Provided data START

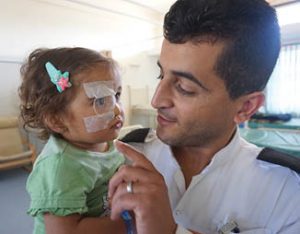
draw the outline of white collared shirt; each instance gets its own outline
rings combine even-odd
[[[299,175],[257,160],[261,148],[246,142],[238,132],[192,178],[187,190],[170,147],[154,132],[148,134],[146,143],[132,145],[164,176],[173,215],[181,227],[214,234],[235,221],[244,234],[300,234]]]

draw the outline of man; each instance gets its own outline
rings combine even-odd
[[[164,36],[156,135],[132,143],[142,153],[117,144],[133,163],[110,181],[112,219],[133,211],[139,234],[300,233],[297,173],[259,160],[274,152],[237,130],[263,104],[279,54],[274,9],[264,0],[178,0]]]

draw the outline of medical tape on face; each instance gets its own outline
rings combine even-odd
[[[112,81],[95,81],[83,83],[83,88],[89,98],[102,98],[114,96],[114,84]]]
[[[107,112],[102,115],[93,115],[83,118],[84,125],[87,132],[98,132],[108,127],[108,124],[115,117],[113,111]]]
[[[94,98],[95,115],[83,118],[87,132],[97,132],[108,127],[115,117],[115,91],[112,81],[95,81],[83,83],[88,98]]]

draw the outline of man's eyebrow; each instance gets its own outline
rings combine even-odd
[[[162,66],[159,61],[157,61],[157,65],[159,66],[160,69],[162,69]],[[195,84],[197,84],[198,86],[200,86],[201,88],[203,88],[204,90],[209,91],[209,89],[206,88],[192,73],[184,72],[184,71],[172,71],[172,74],[174,76],[188,79],[188,80],[194,82]]]

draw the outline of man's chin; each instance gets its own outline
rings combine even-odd
[[[159,126],[156,128],[156,135],[158,139],[165,143],[166,136],[164,134],[164,131]]]
[[[156,135],[157,135],[158,139],[160,139],[163,143],[165,143],[169,146],[178,145],[178,142],[174,138],[174,135],[170,135],[166,131],[163,131],[162,129],[157,128]]]

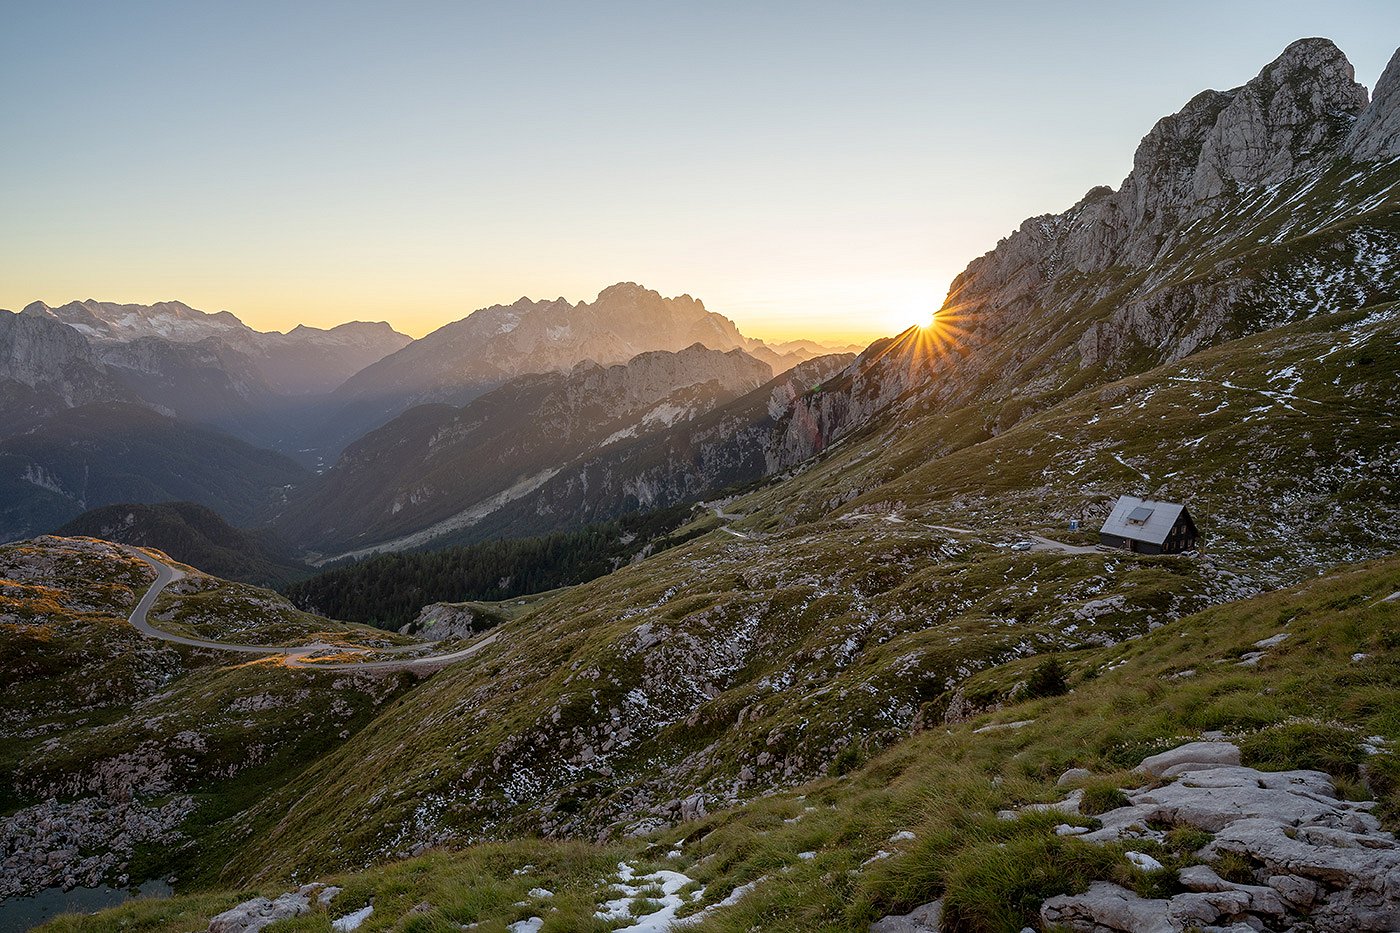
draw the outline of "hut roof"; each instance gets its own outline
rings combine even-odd
[[[1137,496],[1119,496],[1103,523],[1102,534],[1161,544],[1186,506],[1179,502],[1155,502]]]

Provided data END

* Problem to solve:
With the pictures omitted, print each line of the data above precisely as given.

* Response:
draw the outline of white collared shirt; each instance gets its own outline
rings combine even-odd
[[[299,175],[257,160],[261,148],[246,142],[238,132],[192,178],[187,190],[170,147],[154,132],[148,134],[146,143],[132,145],[164,176],[173,215],[181,227],[214,234],[235,221],[244,234],[300,234]]]

draw the outline of man; each instance gets its own outline
rings combine even-odd
[[[164,36],[156,135],[132,143],[142,153],[117,144],[133,163],[110,181],[112,219],[133,211],[139,234],[300,233],[297,173],[259,160],[274,152],[237,130],[263,104],[279,54],[274,9],[264,0],[178,0]]]

draw the outline of medical tape on face; each instance gets its own outline
rings combine even-odd
[[[112,81],[95,81],[83,83],[83,88],[89,98],[102,98],[114,96],[114,84]]]
[[[107,112],[102,115],[93,115],[83,118],[84,125],[87,132],[98,132],[108,127],[108,124],[115,117],[113,111]]]
[[[94,98],[95,115],[83,118],[87,132],[97,132],[108,127],[115,117],[115,91],[112,81],[95,81],[83,83],[88,98]]]

draw the outline of man's eyebrow; each instance gets its own outline
rings combine even-odd
[[[162,66],[159,61],[157,61],[157,65],[159,66],[160,69],[162,69]],[[195,84],[197,84],[198,86],[200,86],[201,88],[203,88],[204,90],[209,91],[209,89],[206,88],[192,73],[184,72],[184,71],[172,71],[172,74],[174,76],[188,79],[188,80],[194,82]]]

draw the outline of man's chin; each instance gets its own outline
rings combine even-odd
[[[159,126],[156,128],[156,135],[158,139],[165,143],[166,136],[164,134],[164,131]]]
[[[156,135],[157,135],[158,139],[160,139],[163,143],[165,143],[169,146],[178,145],[178,142],[174,138],[174,135],[170,135],[166,131],[163,131],[162,129],[157,128]]]

draw the outline of "hut roof"; each instance gets its own outline
rings combine even-odd
[[[1137,496],[1119,496],[1103,523],[1102,534],[1161,544],[1186,506],[1179,502],[1155,502]]]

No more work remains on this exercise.